→ **UIT TE VOEREN TAKEN**
A – Beantwoord de volgende vragen over de tekst over Thomas:
(i) Op welke datum valt de tweede paaszondag?
(ii) Welk nummer heeft de openingszang?
(iii) Welke andere naam draagt Thomas?
B – Ga verder met de tekst over Thomas, te beginnen na de vraag waarmee de tekst eindigt.

→ **DOCUMENT**

__________________________________________________

------
 
Welkom
------
Liturgie
------
Vorming
------
Historiek
------
Archief
------
Kalender
------




30 maart 2008 : 2° Paaszondag

Geloof en twijfel van Thomas

Marcel Braekers

Openingszang 500: “Christus is verrezen”

Begroeting

‘Gij die vreest en twijfelt, herken uw Heer en Heiland’. Of tussen jullie veel zijn, die door vrees zijn bevangen, weet ik niet. Twijfelaars zijn er genoeg, denk ik. Vandaag, tweede paaszondag, staat een figuur in het centrum, die in dezelfde hoek staat en in de loop van de geschiedenis met de meest uiteenlopende kenmerken werd beladen: Thomas ook Didimus genaamd. Jaren lang was hij de ongelovige Thomas, tegenwoordig zien sommige hem als het prototype van de westerse scepticus, die alleen maar bereid is te geloven als dat geloof en die verrezen Jezus in zijn kraam passen, weer anderen noemen hem een voorbeeld van een kritische gelovige, die niet zomaar accepteert wat anderen vertellen, maar vragen durft stellen bij zo'n moeilijk thema als verrijzenis. Wie is hij dan wel?

__________________________________________________

→ **OVERZICHT**
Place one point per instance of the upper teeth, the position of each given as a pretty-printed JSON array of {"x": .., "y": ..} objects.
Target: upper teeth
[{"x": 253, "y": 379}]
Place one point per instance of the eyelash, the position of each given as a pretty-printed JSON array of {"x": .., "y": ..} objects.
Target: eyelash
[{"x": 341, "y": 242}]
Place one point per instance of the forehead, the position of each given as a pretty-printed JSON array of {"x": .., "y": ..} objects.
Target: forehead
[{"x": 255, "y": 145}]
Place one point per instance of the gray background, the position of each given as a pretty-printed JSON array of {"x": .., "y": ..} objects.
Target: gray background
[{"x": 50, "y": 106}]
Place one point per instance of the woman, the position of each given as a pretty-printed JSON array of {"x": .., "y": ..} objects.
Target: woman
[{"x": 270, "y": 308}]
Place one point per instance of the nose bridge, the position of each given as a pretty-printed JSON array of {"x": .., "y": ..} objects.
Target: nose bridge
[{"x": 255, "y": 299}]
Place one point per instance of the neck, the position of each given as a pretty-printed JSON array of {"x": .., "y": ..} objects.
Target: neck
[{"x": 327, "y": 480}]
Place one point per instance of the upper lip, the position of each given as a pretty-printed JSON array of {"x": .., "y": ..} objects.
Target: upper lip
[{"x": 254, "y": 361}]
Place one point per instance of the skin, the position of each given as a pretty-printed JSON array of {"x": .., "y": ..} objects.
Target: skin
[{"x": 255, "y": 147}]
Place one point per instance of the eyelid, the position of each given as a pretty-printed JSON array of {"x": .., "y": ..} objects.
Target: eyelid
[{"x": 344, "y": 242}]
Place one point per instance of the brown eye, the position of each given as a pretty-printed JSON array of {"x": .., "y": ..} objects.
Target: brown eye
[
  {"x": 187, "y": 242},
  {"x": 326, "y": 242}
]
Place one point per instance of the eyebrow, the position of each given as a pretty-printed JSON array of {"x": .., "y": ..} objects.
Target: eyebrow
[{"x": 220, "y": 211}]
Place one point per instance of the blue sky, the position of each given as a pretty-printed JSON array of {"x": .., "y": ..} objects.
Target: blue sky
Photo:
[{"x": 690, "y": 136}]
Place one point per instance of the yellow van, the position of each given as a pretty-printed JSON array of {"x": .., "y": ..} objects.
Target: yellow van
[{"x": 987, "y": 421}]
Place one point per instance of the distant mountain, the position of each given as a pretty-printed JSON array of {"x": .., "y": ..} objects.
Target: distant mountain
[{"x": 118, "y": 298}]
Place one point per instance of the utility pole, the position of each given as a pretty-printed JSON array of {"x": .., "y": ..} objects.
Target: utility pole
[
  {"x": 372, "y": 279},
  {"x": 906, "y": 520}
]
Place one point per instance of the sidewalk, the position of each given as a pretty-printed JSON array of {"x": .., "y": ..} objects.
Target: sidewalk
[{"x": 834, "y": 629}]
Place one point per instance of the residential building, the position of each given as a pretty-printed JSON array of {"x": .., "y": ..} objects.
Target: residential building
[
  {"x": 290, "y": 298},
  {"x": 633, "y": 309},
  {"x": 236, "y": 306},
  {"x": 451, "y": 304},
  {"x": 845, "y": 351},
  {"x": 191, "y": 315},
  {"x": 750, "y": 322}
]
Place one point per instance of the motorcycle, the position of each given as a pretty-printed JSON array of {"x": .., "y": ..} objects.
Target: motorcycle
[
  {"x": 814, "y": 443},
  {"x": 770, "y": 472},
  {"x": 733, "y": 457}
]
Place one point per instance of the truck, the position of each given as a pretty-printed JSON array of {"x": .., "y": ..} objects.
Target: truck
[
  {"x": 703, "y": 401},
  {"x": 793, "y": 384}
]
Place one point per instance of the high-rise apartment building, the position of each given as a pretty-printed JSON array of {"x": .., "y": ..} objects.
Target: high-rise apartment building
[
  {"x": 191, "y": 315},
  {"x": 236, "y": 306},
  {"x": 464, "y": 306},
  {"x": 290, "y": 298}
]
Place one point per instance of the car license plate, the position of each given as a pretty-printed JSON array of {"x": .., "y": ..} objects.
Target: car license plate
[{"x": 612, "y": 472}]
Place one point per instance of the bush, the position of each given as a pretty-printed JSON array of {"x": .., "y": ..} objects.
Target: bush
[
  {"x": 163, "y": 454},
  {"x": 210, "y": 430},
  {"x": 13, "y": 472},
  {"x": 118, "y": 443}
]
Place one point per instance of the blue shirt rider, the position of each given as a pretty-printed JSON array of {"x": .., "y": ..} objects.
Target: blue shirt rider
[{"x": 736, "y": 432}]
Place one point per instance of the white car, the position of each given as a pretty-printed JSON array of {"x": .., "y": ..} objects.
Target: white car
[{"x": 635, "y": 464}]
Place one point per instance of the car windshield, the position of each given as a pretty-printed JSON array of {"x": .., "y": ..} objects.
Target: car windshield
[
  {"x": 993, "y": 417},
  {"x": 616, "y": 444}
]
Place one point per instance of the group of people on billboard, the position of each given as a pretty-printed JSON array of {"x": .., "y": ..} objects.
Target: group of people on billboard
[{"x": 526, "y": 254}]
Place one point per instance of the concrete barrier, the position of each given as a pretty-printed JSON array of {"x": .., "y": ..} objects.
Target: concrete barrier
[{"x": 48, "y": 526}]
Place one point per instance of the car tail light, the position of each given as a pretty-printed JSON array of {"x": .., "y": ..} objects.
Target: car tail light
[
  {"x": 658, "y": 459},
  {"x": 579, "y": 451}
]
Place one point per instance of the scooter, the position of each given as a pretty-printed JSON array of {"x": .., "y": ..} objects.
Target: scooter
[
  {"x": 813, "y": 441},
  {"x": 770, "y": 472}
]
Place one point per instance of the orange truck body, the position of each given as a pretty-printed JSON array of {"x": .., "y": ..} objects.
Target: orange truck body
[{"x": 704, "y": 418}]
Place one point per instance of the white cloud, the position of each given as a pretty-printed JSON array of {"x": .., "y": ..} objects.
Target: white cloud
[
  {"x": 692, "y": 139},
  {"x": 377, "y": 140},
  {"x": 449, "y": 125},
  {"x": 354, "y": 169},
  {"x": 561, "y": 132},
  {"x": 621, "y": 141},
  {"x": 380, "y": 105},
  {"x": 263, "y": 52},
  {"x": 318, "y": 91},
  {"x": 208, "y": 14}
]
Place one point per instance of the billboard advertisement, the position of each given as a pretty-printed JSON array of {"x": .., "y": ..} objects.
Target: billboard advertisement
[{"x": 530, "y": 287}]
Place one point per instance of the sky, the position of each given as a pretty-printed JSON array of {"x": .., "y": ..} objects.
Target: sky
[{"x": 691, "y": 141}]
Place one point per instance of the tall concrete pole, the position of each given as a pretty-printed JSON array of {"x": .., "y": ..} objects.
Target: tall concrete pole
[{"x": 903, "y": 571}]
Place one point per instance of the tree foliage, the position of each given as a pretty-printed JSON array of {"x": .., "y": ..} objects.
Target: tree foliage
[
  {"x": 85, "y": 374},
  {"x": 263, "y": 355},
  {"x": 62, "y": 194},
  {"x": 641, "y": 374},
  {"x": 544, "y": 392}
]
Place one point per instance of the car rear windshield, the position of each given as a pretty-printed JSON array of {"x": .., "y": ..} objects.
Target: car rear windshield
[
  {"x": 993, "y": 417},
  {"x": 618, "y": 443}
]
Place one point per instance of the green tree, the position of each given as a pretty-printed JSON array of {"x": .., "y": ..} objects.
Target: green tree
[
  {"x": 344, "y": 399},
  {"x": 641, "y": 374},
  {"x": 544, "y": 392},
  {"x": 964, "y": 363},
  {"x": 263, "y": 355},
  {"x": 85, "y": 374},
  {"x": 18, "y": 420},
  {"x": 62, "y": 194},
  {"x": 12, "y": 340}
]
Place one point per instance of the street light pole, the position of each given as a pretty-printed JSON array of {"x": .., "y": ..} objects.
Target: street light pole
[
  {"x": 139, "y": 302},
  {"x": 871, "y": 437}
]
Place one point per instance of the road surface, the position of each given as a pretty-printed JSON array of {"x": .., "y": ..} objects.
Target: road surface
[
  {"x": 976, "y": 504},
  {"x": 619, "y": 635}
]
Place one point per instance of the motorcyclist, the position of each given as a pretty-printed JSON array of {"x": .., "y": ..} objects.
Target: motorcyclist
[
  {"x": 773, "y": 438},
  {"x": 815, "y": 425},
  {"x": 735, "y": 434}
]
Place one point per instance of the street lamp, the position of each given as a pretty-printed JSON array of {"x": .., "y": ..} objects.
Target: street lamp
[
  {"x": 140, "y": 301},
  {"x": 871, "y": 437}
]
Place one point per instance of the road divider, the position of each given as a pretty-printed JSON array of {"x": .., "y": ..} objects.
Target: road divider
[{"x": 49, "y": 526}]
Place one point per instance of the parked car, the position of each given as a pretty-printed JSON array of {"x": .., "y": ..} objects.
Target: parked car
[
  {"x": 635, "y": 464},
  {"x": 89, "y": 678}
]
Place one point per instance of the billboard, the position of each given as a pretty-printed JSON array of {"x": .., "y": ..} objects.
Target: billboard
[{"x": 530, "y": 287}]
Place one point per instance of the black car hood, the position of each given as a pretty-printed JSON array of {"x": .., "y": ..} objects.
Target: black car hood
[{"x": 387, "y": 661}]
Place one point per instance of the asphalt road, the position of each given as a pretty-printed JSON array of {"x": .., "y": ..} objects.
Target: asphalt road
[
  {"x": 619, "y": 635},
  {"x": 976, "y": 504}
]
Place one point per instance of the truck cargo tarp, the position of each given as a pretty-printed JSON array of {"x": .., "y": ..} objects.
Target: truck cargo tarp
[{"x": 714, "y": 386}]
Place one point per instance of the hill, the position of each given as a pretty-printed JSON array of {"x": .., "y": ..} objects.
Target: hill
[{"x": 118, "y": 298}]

__________________________________________________

→ **ANTWOORDEN**
A –
(i) 30 maart 2008
(ii) 500
(iii) Didimus

B –
Je voelt aan de vele, verschillende percepties dat je tegelijk de vraag moet stellen: wie ben ik? Welke zijn mijn gevoeligheden en hoe zou ik omschrijven wat geloven is en welke plaats open blijft voor vragen en twijfels?

Lied: "Wees Gij het Woord, Gij de vreugde.

Gebed

U, die wij aanspreken als
Licht, als Waarheid en Leven,
Leer ons geloven in Hem
Die wij nooit hebben gezien
Maar die ons nabij wil zijn als geestkracht,
Als een tochtgenoot die met ons mee trekt.
Mocht de Geest die Hij over de leerlingen blies
Ook ons bezielen en inspireren.
Mochten wij zo durven leven
Dat we ademen en zijn in Hem
En ons hart brandt van verlangen.

Lied 112: “Zingt van de Vader, die in den beginne de mensen schiep”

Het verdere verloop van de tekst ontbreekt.